*ASSIGNMENT*: Nothing in the entries may change when you repeat them, and no images may appear.

══════

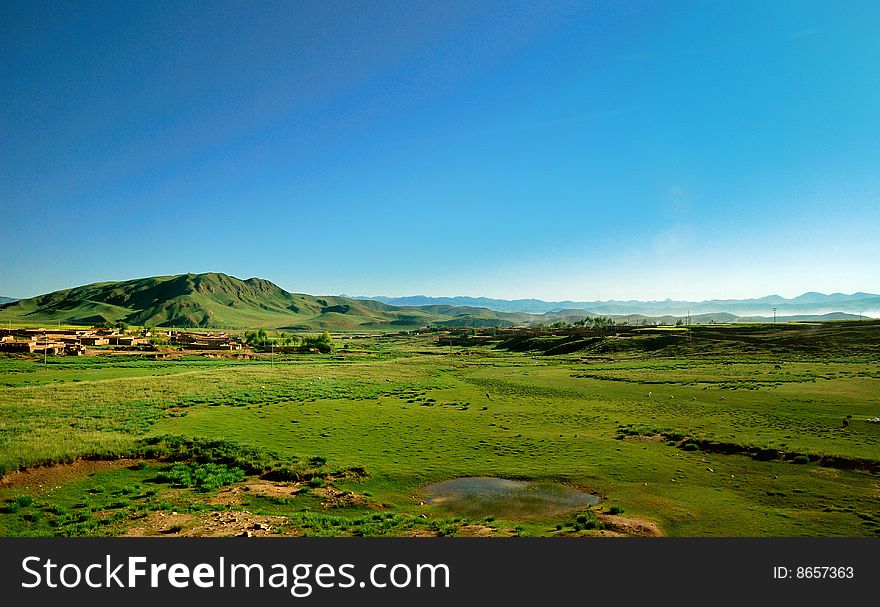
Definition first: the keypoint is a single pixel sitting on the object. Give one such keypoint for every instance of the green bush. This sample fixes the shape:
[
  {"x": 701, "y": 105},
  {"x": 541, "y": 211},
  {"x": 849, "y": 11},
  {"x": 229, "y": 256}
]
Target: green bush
[
  {"x": 204, "y": 477},
  {"x": 23, "y": 501}
]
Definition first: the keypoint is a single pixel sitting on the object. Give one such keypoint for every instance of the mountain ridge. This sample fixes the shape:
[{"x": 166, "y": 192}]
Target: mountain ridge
[{"x": 217, "y": 300}]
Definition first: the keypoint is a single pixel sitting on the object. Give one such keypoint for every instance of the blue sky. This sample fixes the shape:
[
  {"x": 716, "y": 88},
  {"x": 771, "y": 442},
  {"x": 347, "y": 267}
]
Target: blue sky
[{"x": 582, "y": 151}]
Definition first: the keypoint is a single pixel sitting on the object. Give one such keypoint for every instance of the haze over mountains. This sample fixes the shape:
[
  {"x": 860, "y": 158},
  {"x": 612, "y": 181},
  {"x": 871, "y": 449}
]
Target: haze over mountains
[
  {"x": 810, "y": 303},
  {"x": 215, "y": 300}
]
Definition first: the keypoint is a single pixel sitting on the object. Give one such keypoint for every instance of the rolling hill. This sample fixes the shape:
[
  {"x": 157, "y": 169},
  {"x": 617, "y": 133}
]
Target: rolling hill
[{"x": 215, "y": 300}]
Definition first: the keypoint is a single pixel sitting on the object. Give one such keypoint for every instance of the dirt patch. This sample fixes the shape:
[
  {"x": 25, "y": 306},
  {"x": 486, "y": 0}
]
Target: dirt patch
[
  {"x": 231, "y": 523},
  {"x": 630, "y": 526},
  {"x": 647, "y": 437},
  {"x": 56, "y": 475}
]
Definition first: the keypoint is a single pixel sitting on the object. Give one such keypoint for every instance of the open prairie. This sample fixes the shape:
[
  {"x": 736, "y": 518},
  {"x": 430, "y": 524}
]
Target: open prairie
[{"x": 716, "y": 431}]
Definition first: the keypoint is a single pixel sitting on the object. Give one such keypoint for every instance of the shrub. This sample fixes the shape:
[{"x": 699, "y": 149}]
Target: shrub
[
  {"x": 23, "y": 501},
  {"x": 204, "y": 477}
]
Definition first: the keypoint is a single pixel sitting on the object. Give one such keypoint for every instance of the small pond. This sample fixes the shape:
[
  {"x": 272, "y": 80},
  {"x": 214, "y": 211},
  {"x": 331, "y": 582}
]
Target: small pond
[{"x": 482, "y": 496}]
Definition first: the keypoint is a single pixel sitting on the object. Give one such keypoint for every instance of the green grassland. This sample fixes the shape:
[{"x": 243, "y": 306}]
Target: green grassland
[{"x": 702, "y": 437}]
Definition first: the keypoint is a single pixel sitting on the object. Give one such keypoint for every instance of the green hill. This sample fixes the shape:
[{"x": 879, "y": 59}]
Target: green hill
[{"x": 216, "y": 300}]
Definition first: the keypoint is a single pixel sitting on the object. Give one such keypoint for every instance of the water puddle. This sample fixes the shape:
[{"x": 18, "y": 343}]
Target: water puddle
[{"x": 482, "y": 496}]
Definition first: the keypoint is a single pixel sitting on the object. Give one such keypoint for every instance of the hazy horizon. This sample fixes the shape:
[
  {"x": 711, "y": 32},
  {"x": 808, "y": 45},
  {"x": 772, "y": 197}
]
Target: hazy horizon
[
  {"x": 292, "y": 289},
  {"x": 564, "y": 151}
]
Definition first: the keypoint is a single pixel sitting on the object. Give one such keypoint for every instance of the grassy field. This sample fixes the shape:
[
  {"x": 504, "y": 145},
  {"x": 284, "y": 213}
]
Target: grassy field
[{"x": 706, "y": 441}]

══════

*RESULT OF THIS TASK*:
Definition first: the keypoint is a single pixel sitting on the object. Give one such keypoint for every instance of the green bush. This sample fixes the shape:
[
  {"x": 701, "y": 105},
  {"x": 541, "y": 211},
  {"x": 849, "y": 11},
  {"x": 229, "y": 256}
]
Target: green bush
[
  {"x": 204, "y": 477},
  {"x": 23, "y": 501}
]
Definition first: the keypoint is a single pixel sitting on the object. Give one such keypoint for every instance of the mountain ridge. This sample fixes the shape:
[{"x": 166, "y": 192}]
Target: mountain ridge
[{"x": 217, "y": 300}]
Definition first: the keypoint is a single pixel sitting on the object. Give one such keypoint for every instance of the blue sky. This sample fixes the shape:
[
  {"x": 716, "y": 88},
  {"x": 771, "y": 442},
  {"x": 347, "y": 267}
]
Target: blue sky
[{"x": 582, "y": 151}]
Definition first: the keypoint is a single pixel sitting on the object. Give one such keypoint for every instance of the haze over mountains. This sample fixes the shape:
[
  {"x": 860, "y": 158},
  {"x": 612, "y": 181},
  {"x": 871, "y": 449}
]
Target: haze over mountains
[
  {"x": 810, "y": 303},
  {"x": 215, "y": 300}
]
Definition first: the keypoint is a single pixel sitting on the object. Give one such keypoint for every instance of the rolling hill. This sample fixes the shape:
[
  {"x": 157, "y": 169},
  {"x": 617, "y": 133}
]
Target: rolling hill
[{"x": 215, "y": 300}]
Definition first: the keypoint is a single pixel sitting on the object. Give one such keypoint for every instance of the dirt patch. This sample fixes the shape:
[
  {"x": 25, "y": 306},
  {"x": 486, "y": 0}
]
Target: dirt patch
[
  {"x": 231, "y": 523},
  {"x": 630, "y": 526},
  {"x": 647, "y": 437},
  {"x": 56, "y": 475}
]
Definition first: the keypoint is a single pixel sitting on the object. Give one such keypoint for every instance of the open prairie. This sample fixes the shape:
[
  {"x": 736, "y": 518},
  {"x": 430, "y": 524}
]
Target: open prairie
[{"x": 716, "y": 431}]
Definition first: the keypoint is a single pixel sitting on the object. Give one such keypoint for every instance of the shrub. This sample fixes the shape:
[{"x": 699, "y": 149}]
Target: shrub
[
  {"x": 23, "y": 501},
  {"x": 204, "y": 477}
]
Definition first: the keypoint is a single pixel sitting on the object. Give one such keypoint for every instance of the small pond. This sample fixes the shape:
[
  {"x": 272, "y": 80},
  {"x": 214, "y": 211},
  {"x": 331, "y": 582}
]
Target: small pond
[{"x": 482, "y": 496}]
Definition first: the keypoint is a single pixel sitting on the object. Give one such keypoint for every instance of the green grassland. This sample fixes the shape:
[{"x": 243, "y": 306}]
Target: green grassland
[{"x": 702, "y": 437}]
Definition first: the keypoint is a single pixel sitting on the object. Give one such keypoint for every instance of the green hill. This sample fixes the shape:
[{"x": 879, "y": 59}]
Target: green hill
[{"x": 216, "y": 300}]
Definition first: the keypoint is a single pixel sitting on the object. Give one such keypoint for every instance of the water puddle. This sample fixes the shape:
[{"x": 18, "y": 343}]
Target: water puddle
[{"x": 482, "y": 496}]
Definition first: the keypoint is a single pixel sitting on the object. Give one such keypoint for every instance of the hazy horizon. This sample fixes the shape:
[
  {"x": 711, "y": 32},
  {"x": 808, "y": 45},
  {"x": 772, "y": 197}
]
Target: hazy horizon
[
  {"x": 292, "y": 289},
  {"x": 564, "y": 151}
]
Definition first: the keypoint is a single pixel sitting on the object. Give one such keypoint for every instance of the grassy field. This sample fixes the shape:
[
  {"x": 504, "y": 145},
  {"x": 284, "y": 213}
]
Target: grassy field
[{"x": 706, "y": 441}]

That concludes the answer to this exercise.